Description of the task: Extract everything from "The noble vision, which" down to "of their reach." in the microfinance text below, copying it word for word.

Text excerpt:
The noble vision, which led to a Nobel Prize for its modern champion, Muhammad Yunus of Bangladesh, is to empower the poor, usually women, in underdeveloped countries through seed capital to start small businesses and a chance at economic self-sufficiency, both normally out of their reach.

Sinclair realistically labels himself a heretic, and he is criticizing myths as sacred but false as celibacy by Catholic priests. Indeed, the churches are major players in this popular outlet for donations within congregations wanting to help. The burgeoning microfinance industry has grown to $70 billion in loans annually and has been celebrated by celebrities ranging from Bono to Oprah (and even Lisa Simpson on a Simpsons episode).

Sinclair is a whistleblower who entered the industry 10 years ago with hardly a chip on his shoulder. Having been scheduled to start work at Enron just before it imploded, he was seeking an idealistic alternative. What he found was disillusionment as he confirmed and reconfirmed the reality gap between heavily financed and publicized promotions of microfinancing and the nightmare of hopeless debt it creates -- to the point that numerous women have committed suicide in India in response to heavy-handed debt-collection pressure tactics.

(Pointing and labeling records)

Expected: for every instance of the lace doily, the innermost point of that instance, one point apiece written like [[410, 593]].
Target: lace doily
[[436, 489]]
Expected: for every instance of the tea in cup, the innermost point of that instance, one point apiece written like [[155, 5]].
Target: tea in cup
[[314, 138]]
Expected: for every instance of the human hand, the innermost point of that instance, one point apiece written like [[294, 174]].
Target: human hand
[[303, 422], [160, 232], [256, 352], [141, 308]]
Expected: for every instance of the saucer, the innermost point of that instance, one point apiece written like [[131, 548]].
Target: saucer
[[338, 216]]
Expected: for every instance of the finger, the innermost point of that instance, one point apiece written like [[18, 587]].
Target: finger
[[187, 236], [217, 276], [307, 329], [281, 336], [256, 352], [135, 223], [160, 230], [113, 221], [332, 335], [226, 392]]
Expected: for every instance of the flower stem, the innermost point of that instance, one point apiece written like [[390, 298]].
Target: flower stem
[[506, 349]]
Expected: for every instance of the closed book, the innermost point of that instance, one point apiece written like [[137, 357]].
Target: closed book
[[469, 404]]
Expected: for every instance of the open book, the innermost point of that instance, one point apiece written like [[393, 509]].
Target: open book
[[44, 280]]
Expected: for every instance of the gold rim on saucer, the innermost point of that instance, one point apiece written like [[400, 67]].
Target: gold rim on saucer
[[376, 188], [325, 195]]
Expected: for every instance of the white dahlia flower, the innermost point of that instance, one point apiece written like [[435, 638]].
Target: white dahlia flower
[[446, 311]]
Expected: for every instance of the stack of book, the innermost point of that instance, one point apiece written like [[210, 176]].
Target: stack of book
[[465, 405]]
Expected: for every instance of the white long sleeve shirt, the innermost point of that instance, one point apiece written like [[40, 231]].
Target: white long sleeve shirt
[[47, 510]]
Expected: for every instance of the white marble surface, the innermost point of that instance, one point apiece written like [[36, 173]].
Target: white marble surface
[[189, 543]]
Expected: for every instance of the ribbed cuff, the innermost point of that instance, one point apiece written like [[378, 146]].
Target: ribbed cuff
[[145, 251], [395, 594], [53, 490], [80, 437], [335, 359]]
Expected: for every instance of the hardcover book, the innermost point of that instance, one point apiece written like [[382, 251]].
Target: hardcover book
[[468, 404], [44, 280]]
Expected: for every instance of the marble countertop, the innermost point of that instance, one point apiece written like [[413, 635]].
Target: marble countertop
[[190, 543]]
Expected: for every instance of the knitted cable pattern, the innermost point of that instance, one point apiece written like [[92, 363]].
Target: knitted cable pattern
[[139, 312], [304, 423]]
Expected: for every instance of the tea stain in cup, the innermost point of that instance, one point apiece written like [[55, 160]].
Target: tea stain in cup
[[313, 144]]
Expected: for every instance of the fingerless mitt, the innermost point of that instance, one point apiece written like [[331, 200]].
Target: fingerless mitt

The answer:
The noble vision, which led to a Nobel Prize for its modern champion, Muhammad Yunus of Bangladesh, is to empower the poor, usually women, in underdeveloped countries through seed capital to start small businesses and a chance at economic self-sufficiency, both normally out of their reach.